TEXT SHOWN
* * * * *

I was feeling a bit floaty and spaced after my therapy session and didn’t really want to go across town to Battersea but I’m glad I did. Battersea Arts Centre can be patchy at times. I’ve seen some stinkers there. I’ve seen some good stuff.
But LowLife by Blind Summit was the best thing I’ve seen in the theatre for years. There is something brilliant and unsettling about really good puppeteers. Although each of the (sometimes tiny) puppets had three people working them – you completely ignore the huge humans and concentrate on the little wooden figure. The human need to project is so strong that we fill in ALL the gaps. The moving eyes, the lips, the gestures. All this becomes perfect and expressive even though the little wooden features don’t move at all.
LowLife is a cabaret. Four or five breathtaking sketches held together in a loose narrative haze. The Kevin Spacey look-a-like who longs for his missing wife. The cleaner who is possessed when she reads books. The mini plumber who becomes Tom Cruise. The boozy ex-singer who drinks during the day. (Not forgetting the entire cast of little blue men who make up the Afternoon Film).
But I was totally transported. And – much to Simon’s unease – noisily weeping by the end.

* * * * *

SOURCE INFORMATION
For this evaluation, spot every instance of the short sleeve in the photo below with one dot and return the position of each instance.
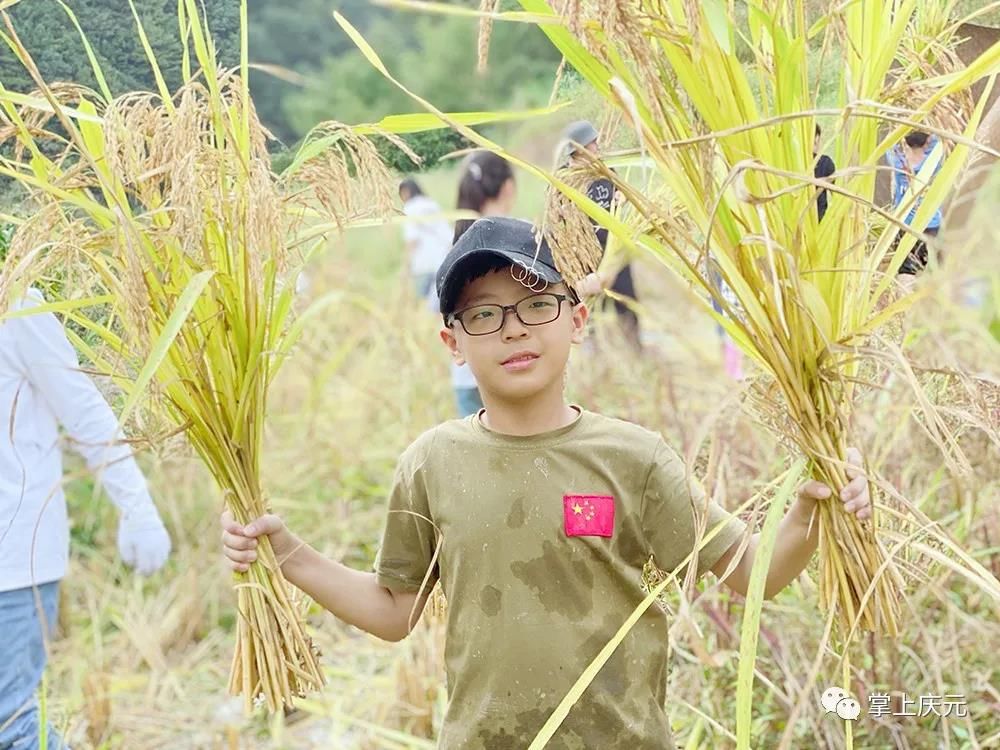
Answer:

* * * * *

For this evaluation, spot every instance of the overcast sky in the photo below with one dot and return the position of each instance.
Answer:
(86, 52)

* * * * *

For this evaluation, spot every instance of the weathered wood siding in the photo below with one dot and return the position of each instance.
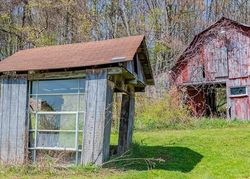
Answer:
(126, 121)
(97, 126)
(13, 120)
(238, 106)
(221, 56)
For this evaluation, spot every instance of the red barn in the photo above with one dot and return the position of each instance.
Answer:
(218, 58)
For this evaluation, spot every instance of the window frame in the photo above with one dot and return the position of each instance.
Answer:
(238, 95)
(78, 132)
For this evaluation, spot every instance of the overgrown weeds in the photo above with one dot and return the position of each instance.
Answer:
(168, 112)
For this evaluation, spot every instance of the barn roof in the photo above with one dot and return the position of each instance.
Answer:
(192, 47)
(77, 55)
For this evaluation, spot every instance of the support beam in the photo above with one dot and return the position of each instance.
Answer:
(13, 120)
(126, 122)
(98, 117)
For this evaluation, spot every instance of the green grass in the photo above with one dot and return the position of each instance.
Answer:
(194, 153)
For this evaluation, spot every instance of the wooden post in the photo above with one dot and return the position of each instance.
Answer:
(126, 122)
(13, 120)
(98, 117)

* * * * *

CHECK YOUR UNDERSTANDING
1. Extract the passage of the LowLife review above between "I was feeling" and "some good stuff.", inclusive.
2. Write a continuation of the LowLife review, picking up after its final sentence.

ANSWERS TO THE TASKS
1.
I was feeling a bit floaty and spaced after my therapy session and didn’t really want to go across town to Battersea but I’m glad I did. Battersea Arts Centre can be patchy at times. I’ve seen some stinkers there. I’ve seen some good stuff.

2.
In a way puppets are better than actors. Sometimes the sheer physical realness of the actor on stage gets in the way of my projection. The characters can’t hold all my emotions because the actor’s reality gets in the way. A puppet is much more suited to absorb all the emotions I project. So the sadness, the excitement, the joy, the despair was all much more perfectly embodied.
The footage does nothing to capture it really. Because it’s something to do with the real presence in space and time, in the dark, in the moment. When the lights came up and the actors took their bow, there was a strange sense that they hadn’t done all that – (though of course they had). Their technical brilliance had flowed into the puppets. In a way being a puppeteer is very selfless. Three people are erasing themselves to create one illusion. And yet its the illusion that we all connect with… Strange and brilliant. At the BAC till this Saturday and then around the world.